» Task brief: In the records below, find every line that contains "molding" and list it.

» Data:
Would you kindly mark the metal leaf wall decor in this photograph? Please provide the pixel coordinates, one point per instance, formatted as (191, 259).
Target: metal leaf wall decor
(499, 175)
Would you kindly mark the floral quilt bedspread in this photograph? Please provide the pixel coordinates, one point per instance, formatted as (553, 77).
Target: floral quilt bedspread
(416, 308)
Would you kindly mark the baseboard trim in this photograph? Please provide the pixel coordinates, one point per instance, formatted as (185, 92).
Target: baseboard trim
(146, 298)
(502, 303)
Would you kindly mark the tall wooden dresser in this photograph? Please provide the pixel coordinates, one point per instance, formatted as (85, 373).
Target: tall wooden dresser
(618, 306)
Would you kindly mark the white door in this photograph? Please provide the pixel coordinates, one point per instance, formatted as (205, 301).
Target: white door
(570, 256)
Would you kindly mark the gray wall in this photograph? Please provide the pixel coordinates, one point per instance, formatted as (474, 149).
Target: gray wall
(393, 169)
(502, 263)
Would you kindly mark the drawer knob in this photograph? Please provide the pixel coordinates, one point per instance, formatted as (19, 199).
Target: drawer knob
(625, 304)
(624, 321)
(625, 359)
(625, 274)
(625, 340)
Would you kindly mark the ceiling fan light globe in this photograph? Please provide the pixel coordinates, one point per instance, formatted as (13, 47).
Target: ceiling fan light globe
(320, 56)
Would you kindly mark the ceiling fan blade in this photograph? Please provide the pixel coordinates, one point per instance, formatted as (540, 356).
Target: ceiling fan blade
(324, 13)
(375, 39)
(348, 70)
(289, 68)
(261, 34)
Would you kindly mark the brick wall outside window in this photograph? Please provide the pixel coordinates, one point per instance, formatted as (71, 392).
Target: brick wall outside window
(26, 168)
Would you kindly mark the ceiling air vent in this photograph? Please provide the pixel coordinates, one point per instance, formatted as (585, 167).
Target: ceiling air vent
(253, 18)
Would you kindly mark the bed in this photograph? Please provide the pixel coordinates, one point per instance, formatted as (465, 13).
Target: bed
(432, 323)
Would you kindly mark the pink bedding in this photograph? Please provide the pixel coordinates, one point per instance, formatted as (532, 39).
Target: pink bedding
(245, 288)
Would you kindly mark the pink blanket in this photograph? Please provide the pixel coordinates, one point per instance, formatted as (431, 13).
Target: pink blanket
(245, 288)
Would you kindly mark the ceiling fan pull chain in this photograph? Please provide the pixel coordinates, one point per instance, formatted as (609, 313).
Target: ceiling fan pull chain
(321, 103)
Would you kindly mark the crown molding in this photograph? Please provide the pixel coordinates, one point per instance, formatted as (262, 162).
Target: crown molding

» Your response:
Would you kindly mark the crown molding in this photograph? Please provide the pixel coordinates, one point per instance, formatted as (262, 162).
Target: crown molding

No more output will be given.